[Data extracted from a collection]
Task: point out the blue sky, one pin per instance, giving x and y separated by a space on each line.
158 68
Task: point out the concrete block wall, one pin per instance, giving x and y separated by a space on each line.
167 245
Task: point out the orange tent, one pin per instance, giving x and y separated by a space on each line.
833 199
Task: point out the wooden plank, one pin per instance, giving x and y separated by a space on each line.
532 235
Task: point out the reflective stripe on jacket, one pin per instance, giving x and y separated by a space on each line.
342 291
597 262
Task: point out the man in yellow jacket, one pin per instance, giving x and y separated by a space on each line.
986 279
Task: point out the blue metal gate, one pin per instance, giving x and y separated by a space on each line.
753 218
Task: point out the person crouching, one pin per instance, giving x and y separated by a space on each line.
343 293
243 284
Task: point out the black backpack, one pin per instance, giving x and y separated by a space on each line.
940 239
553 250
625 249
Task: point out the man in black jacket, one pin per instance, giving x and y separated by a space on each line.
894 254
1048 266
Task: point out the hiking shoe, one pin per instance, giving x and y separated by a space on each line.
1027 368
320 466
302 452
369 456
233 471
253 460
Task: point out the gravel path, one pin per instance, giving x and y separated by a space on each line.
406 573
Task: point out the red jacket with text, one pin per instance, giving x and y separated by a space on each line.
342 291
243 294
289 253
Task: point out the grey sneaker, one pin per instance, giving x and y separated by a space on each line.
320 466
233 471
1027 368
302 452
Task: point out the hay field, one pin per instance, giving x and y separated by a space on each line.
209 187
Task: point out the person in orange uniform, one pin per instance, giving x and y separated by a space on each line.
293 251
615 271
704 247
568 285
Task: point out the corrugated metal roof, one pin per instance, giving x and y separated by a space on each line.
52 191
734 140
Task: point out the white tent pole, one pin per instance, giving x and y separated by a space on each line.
...
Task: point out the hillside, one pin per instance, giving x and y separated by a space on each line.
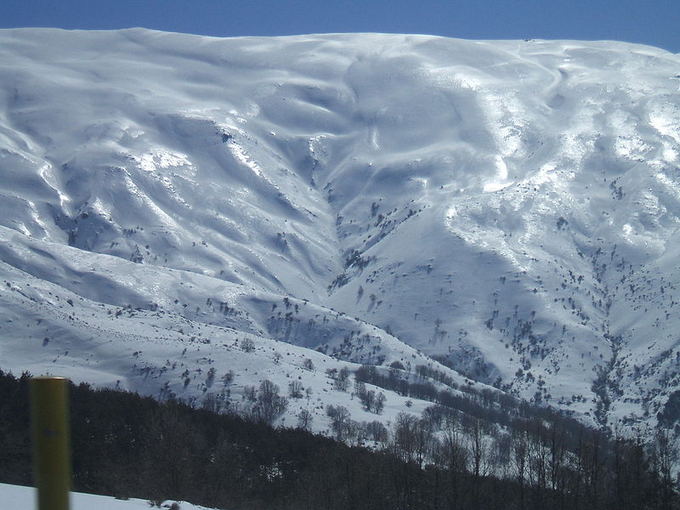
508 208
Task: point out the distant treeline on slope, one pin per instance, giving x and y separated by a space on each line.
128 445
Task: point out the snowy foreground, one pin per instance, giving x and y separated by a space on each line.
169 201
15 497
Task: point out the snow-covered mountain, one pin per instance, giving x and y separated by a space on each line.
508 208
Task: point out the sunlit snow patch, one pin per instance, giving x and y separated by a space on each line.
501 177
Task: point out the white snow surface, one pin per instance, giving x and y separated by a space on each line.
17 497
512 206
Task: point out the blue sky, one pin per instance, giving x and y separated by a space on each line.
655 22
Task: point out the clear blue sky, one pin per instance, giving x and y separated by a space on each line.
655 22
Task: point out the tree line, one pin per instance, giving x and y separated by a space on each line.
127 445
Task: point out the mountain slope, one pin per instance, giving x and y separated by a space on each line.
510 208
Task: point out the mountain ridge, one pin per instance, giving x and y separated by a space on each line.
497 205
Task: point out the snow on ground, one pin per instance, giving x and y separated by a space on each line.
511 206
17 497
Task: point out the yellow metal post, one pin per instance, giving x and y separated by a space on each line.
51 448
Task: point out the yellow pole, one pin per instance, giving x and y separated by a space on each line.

What is expected: Pull every line with "pole" from the records.

Exercise response:
Task: point out the white tent pole, one pin per instance, giving x and y separated by a space on each line.
Task: point out the yellow pole, one pin per instance, giving x and y separated by a space on each line.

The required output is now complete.